### WORK INSTRUCTIONS
1. According to the Tuna Tin "S" announcement, what does QRPp mean?
2. Extend the Tuna Tin "S" announcement, picking up right after its final sentence.

+++ DOCUMENT

Sep. 13 - 7 pm PT - ARRL Pacific Division Town Hall Zoom Meeting
The December 2020 issue of QST p. 30 featured Bob Fontana's do-it-yourself article entitled 'The Tuna Tin "S",' subtitled "A Bare-Bones Synthesized QRPp Transmitter". QRPp means the transmitted signal is less than 1 watt. Our "Elmers" will guide you in building this CW transmitter comprised of 2 circuits: an Arduino controlled digital readout Si5351 frequency synthesizer that outputs a square wave into an IRF510 RF amplifier with a band pass filter that transmits an FCC-clean CW signal. Choose one of 3 bands: 80, 40 or 20 meters. Plug in a Morse key and a battery. Rotate a single knob to choose the displayed frequency. Depress the key and it transmits. Bare-bones is the operative word so that any club member should be able to build a working rig with assistance of virtual meeting attendees. For less than the cost of a book, a ham can build a working transmitter that can be heard on an existing receiver.

++++++
+++ EXTRACTED RECORDS

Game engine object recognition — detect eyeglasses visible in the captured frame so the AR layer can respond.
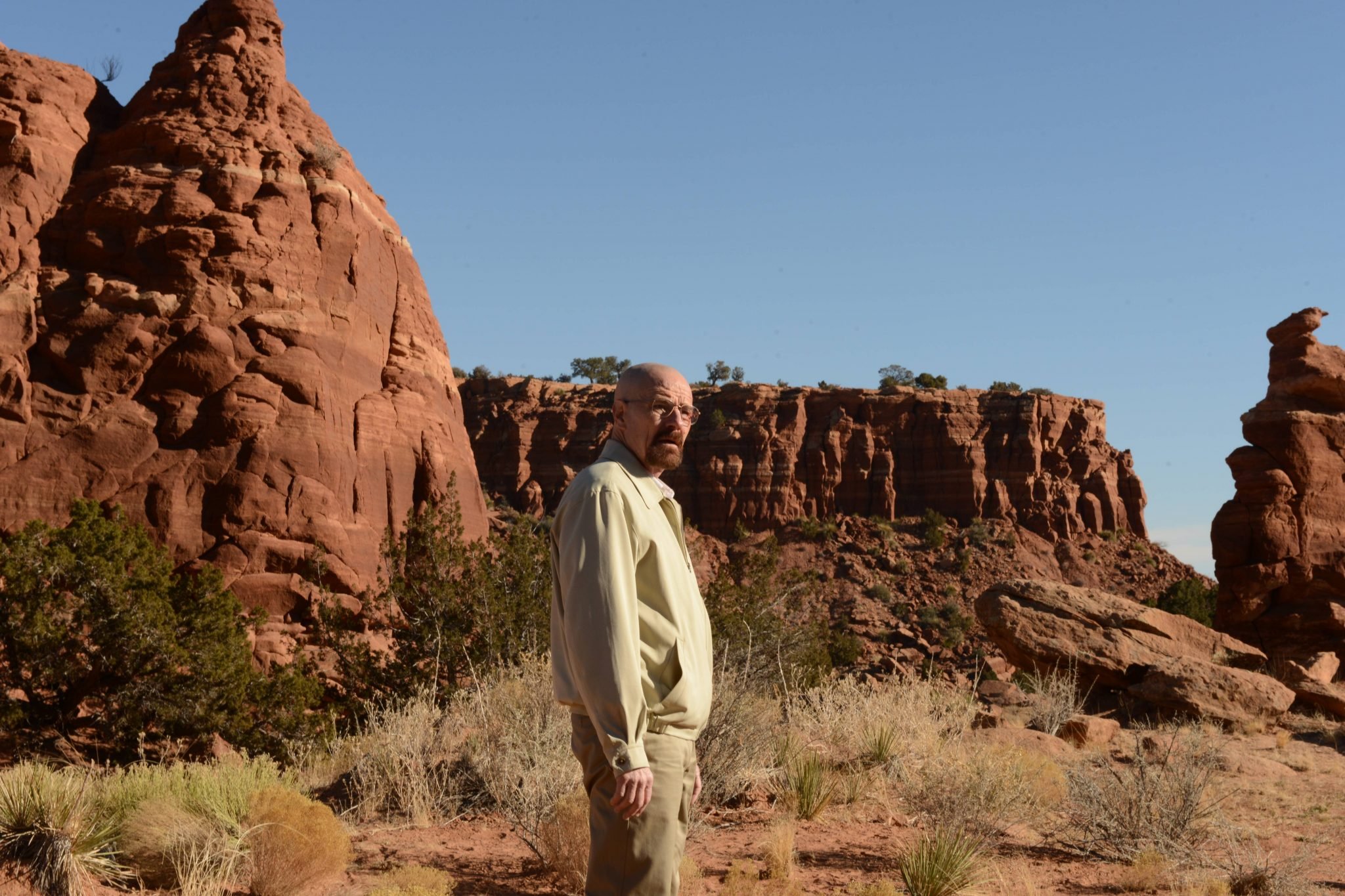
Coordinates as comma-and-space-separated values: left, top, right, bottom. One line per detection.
621, 398, 701, 423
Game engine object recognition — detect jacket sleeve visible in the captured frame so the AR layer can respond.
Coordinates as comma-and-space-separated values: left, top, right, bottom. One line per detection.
557, 489, 650, 771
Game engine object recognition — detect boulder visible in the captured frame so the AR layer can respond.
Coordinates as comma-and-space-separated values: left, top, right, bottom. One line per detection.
460, 377, 1146, 542
975, 579, 1294, 723
1057, 715, 1120, 747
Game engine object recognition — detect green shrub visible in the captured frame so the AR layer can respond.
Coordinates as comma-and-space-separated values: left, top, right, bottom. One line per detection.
799, 516, 841, 542
703, 538, 831, 683
0, 500, 320, 756
317, 482, 552, 712
924, 508, 948, 548
1150, 577, 1218, 626
0, 761, 125, 896
914, 373, 948, 388
967, 516, 990, 548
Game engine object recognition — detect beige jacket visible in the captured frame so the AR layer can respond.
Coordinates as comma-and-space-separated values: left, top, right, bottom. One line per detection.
552, 439, 713, 771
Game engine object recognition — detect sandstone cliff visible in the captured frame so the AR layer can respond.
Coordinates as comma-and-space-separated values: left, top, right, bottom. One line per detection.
1210, 308, 1345, 657
460, 377, 1145, 540
0, 0, 485, 628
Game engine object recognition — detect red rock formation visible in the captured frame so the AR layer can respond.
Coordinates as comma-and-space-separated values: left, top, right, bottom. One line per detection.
1210, 308, 1345, 657
461, 379, 1145, 539
0, 0, 485, 631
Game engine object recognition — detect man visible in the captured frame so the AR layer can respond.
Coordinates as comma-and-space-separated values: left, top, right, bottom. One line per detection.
552, 364, 713, 896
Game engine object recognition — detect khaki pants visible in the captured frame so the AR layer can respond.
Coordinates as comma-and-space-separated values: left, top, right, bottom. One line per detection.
570, 715, 695, 896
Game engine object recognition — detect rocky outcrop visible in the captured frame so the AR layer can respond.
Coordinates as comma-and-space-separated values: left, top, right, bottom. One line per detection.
460, 377, 1145, 540
1210, 308, 1345, 657
0, 0, 485, 625
975, 579, 1294, 723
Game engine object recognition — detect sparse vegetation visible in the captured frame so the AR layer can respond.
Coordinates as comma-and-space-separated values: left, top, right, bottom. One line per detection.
1158, 579, 1218, 626
1065, 729, 1220, 863
570, 354, 631, 385
924, 508, 948, 551
897, 829, 984, 896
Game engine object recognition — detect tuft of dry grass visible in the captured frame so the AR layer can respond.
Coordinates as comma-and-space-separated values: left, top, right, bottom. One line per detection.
695, 668, 792, 806
453, 657, 581, 861
1209, 826, 1315, 896
1022, 664, 1087, 735
244, 787, 354, 896
678, 855, 705, 896
1063, 729, 1222, 861
761, 821, 797, 880
1116, 849, 1173, 893
368, 865, 457, 896
303, 693, 464, 826
537, 787, 589, 893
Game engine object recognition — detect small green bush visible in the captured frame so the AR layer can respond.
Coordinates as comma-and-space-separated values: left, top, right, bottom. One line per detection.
967, 516, 990, 548
1150, 577, 1218, 628
0, 500, 321, 757
924, 508, 948, 548
799, 516, 841, 542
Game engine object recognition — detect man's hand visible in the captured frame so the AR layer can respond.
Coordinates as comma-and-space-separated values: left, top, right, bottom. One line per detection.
612, 769, 653, 821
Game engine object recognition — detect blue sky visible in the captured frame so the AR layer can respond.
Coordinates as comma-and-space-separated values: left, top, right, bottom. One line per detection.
11, 0, 1345, 572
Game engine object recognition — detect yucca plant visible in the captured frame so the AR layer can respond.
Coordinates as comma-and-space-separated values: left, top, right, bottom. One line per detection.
784, 750, 837, 821
897, 829, 984, 896
0, 761, 125, 896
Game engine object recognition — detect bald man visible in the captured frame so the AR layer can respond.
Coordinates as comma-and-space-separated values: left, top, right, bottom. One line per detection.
552, 364, 713, 896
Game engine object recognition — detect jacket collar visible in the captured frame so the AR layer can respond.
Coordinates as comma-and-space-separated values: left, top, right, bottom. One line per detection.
597, 438, 663, 509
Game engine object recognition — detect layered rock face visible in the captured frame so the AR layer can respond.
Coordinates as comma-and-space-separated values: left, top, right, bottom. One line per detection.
460, 379, 1145, 539
1210, 308, 1345, 657
0, 0, 485, 618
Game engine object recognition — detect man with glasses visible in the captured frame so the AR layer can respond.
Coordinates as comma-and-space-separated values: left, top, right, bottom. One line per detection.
552, 364, 713, 896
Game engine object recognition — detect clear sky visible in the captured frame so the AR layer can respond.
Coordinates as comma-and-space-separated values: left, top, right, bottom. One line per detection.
0, 0, 1345, 572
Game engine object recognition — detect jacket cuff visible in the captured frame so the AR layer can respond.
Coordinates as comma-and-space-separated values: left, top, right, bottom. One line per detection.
608, 744, 650, 774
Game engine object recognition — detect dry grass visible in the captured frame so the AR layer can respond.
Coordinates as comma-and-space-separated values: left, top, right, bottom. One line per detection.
897, 829, 986, 896
900, 742, 1065, 837
303, 693, 464, 826
537, 787, 589, 893
1116, 849, 1173, 893
678, 856, 705, 896
368, 865, 457, 896
761, 821, 797, 880
695, 658, 780, 806
453, 657, 581, 861
0, 763, 123, 896
1063, 729, 1222, 863
244, 787, 354, 896
1208, 826, 1317, 896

++++++

### WRITTEN ANSWERS
1. It means the transmitted signal is less than 1 watt.

2.
An Arduino Nano microcontroller is the brains of the rig executing 4 pages of software that can be modified to add new features. Our group building project will be conducted with Zoom meetings (the next one is pending schedule). Phil Sittner and Bob Mix have developed a kit that is better than Phil's working prototype. The kit includes all the parts. You just provide a low wattage soldering iron with a fine tip, 60/40 rosin core solder, solder wick, needle nose pliers, diagonal cutters, wire stripper, basic soldering skill and a desire to have fun. You will need a computer to load the software to the Arduino Nano, and a multimeter and 50 ohm dummy load to test the completed unit. There is no assembly manual, but we can probably guarantee your rig will work. The 50 ohm dummy load can be as simple as a 1/2 watt 50 ohm BNC terminator or two 1/2 watt or greater 100 ohm resistors (not wire wound) in parallel.
Bob Mix KF6ABC presented the Tuna Tin S at our 2021 Homebrew Contest Night.
Some Tuna Tin S photos: https://photos.app.goo.gl/k5NymtWacWS3mm9y7
DIY Radio Zoom meeting videos are posted here.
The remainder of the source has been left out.